» EXERCISE GOAL: Turn the lines from the first line of the items through the line containing "positive clicks: (612, 332) (591, 336)" into a Markdown table with the columns Number and Record line, leaving out blank lines. Include only those lines.

» MATERIALS PROVIDED:

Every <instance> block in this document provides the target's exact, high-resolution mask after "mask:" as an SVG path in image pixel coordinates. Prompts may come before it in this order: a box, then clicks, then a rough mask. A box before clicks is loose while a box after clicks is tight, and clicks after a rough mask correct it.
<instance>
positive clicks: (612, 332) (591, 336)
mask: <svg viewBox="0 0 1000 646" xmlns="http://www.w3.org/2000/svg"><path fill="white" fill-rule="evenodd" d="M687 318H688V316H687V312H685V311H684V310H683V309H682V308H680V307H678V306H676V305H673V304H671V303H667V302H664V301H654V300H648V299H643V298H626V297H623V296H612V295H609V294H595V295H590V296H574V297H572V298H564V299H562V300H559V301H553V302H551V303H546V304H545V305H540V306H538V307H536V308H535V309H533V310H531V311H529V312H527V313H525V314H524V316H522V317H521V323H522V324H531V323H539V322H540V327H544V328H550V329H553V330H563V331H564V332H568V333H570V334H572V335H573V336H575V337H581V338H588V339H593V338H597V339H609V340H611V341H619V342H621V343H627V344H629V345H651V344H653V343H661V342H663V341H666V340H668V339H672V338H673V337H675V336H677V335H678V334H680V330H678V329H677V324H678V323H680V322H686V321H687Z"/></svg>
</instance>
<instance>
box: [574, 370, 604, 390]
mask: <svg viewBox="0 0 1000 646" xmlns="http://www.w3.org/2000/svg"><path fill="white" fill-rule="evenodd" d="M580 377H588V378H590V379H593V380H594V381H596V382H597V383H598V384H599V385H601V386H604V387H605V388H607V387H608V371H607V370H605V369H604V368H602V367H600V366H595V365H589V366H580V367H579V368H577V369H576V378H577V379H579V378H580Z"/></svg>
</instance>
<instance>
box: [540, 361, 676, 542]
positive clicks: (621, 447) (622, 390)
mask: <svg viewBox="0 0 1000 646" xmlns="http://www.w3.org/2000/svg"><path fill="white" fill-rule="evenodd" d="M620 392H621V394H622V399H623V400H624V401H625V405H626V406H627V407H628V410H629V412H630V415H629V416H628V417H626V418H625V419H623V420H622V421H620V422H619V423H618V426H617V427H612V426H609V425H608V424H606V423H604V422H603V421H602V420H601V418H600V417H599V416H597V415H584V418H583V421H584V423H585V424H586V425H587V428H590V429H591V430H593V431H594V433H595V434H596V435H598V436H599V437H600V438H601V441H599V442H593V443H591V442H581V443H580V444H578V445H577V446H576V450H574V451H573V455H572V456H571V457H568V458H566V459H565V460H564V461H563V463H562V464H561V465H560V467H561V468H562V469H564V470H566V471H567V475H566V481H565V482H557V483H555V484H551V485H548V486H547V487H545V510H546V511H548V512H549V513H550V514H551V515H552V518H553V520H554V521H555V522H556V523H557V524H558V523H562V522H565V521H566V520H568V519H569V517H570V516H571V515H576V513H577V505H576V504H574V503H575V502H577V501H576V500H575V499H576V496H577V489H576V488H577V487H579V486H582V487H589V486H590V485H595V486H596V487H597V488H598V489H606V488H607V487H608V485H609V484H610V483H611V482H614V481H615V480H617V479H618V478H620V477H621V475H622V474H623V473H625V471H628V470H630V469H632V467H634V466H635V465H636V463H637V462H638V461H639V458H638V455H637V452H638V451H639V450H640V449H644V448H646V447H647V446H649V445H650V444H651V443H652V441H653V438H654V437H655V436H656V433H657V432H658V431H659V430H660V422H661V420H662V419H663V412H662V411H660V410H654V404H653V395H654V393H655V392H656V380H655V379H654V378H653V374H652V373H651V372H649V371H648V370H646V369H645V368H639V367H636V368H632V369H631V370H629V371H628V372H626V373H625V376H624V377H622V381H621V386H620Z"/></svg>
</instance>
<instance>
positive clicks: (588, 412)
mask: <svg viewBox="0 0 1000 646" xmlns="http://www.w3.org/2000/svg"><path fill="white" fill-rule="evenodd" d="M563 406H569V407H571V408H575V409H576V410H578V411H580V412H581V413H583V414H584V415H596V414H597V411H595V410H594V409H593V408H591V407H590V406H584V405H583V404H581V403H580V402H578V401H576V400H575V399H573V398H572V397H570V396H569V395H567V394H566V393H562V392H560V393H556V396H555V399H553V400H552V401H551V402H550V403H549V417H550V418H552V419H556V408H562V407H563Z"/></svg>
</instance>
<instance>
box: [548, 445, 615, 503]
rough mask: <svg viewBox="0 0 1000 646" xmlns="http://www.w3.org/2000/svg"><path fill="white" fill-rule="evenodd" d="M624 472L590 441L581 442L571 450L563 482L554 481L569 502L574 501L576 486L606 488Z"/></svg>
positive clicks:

» TASK RESPONSE:
| Number | Record line |
|---|---|
| 1 | Every <instance> block in this document provides the target's exact, high-resolution mask after "mask:" as an SVG path in image pixel coordinates. Prompts may come before it in this order: a box, then clicks, then a rough mask. A box before clicks is loose while a box after clicks is tight, and clicks after a rough mask correct it. |
| 2 | <instance> |
| 3 | positive clicks: (612, 332) (591, 336) |